[START Material for this task]
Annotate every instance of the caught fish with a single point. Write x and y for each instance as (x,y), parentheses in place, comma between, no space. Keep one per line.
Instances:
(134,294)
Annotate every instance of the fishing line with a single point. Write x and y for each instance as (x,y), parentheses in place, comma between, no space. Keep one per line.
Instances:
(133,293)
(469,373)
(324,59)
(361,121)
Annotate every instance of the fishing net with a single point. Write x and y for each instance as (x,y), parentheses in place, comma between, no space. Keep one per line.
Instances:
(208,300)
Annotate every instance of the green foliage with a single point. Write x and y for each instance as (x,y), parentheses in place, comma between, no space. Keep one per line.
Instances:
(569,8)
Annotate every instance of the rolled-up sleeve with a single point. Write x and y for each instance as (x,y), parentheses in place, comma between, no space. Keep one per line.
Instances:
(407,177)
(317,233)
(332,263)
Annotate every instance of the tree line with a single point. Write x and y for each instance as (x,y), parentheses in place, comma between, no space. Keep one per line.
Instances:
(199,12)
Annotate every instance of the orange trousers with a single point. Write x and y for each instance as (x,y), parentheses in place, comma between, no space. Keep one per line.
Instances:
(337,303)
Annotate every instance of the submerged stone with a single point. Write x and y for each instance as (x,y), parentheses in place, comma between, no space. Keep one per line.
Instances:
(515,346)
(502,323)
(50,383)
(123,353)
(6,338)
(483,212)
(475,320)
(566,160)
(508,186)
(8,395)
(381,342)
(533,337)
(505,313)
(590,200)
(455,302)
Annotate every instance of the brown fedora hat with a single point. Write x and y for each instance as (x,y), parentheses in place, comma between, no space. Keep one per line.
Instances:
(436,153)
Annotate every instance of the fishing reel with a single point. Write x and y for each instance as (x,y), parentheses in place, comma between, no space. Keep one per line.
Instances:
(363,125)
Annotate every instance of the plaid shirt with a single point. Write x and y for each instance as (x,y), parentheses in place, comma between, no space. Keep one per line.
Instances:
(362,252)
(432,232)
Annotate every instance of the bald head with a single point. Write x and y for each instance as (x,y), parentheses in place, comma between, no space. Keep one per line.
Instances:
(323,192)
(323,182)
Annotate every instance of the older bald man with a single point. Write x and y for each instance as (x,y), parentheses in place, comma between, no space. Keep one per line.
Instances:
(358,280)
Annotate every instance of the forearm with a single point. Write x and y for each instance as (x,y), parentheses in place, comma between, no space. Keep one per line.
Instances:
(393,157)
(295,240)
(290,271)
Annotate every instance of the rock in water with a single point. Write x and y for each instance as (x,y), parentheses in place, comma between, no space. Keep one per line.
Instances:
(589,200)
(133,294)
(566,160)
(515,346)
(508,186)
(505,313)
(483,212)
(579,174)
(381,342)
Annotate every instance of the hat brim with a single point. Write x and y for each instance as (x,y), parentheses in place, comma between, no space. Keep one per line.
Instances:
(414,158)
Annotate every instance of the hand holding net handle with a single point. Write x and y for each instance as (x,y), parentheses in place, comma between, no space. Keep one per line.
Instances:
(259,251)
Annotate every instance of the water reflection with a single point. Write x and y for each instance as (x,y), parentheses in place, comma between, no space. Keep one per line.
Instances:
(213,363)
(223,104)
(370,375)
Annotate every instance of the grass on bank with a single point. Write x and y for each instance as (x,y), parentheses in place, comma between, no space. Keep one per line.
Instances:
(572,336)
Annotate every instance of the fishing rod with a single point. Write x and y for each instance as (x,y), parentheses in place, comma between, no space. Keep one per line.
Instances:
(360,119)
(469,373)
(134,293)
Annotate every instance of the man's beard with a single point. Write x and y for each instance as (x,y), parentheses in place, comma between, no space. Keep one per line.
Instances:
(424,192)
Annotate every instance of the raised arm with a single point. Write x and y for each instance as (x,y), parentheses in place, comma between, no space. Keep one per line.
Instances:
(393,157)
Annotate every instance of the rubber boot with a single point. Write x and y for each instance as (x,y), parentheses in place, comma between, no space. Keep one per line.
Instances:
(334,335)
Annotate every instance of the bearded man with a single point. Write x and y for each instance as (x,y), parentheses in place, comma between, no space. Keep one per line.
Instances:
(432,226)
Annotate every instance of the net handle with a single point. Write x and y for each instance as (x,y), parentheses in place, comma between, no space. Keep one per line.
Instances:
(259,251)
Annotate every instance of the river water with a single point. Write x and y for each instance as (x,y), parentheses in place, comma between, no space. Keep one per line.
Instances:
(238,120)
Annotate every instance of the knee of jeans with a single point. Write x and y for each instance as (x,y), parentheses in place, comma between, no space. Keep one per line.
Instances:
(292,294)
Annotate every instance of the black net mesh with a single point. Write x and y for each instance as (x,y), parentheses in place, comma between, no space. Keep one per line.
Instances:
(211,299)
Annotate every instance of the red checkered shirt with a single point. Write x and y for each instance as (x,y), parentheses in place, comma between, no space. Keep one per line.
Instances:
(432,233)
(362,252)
[END Material for this task]
[START Material for this task]
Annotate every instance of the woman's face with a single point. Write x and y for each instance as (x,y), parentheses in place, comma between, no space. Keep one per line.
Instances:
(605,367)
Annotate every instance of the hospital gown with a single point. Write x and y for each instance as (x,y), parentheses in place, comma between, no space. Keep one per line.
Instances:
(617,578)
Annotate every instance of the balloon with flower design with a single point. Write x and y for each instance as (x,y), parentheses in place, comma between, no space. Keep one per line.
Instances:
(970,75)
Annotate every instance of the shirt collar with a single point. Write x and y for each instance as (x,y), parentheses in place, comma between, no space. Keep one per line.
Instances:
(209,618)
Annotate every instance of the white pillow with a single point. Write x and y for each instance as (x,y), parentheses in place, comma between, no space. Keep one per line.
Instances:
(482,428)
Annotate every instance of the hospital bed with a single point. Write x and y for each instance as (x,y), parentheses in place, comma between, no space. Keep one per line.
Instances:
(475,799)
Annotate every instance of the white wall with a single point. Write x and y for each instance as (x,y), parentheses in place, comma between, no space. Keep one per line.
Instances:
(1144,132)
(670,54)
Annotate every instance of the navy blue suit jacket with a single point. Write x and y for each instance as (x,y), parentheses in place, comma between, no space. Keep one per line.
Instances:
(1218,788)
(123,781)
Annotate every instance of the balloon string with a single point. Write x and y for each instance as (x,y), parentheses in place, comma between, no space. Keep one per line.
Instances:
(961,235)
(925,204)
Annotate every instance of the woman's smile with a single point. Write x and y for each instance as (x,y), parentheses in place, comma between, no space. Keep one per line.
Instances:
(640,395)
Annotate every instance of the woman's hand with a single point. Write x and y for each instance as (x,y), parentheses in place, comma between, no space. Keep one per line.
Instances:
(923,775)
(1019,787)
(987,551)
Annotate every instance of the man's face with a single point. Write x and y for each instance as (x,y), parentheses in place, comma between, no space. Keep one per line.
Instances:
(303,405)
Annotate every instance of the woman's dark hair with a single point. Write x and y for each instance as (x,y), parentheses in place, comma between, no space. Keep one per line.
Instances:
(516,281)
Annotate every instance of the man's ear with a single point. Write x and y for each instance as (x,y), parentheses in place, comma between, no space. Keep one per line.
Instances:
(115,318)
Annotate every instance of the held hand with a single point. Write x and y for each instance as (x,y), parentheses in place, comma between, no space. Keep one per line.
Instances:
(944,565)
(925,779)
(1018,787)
[END Material for this task]
Problem description>
Please find every line in the items above that contains the string "woman" and copy each one in full.

Exercise result>
Annotate every instance of the woman's face with a single point. Write x and y for each instance as (x,y), parentheses in place, comma between, no space. Keep one per line.
Annotate every instance of the woman's smile with a single point. Write x and y for each instance as (x,y), parentheses in place, comma between, no space. Keep one per line.
Annotate every instance of the woman's hand with a single point. Write x and y for each instance as (x,y), parentheses in place, comma between, no space. Keep one per line.
Annotate every instance of the woman's dark hair with a single point. Write x and y for each instance as (x,y), parentheses in place, comma between, no space. Keep one per line.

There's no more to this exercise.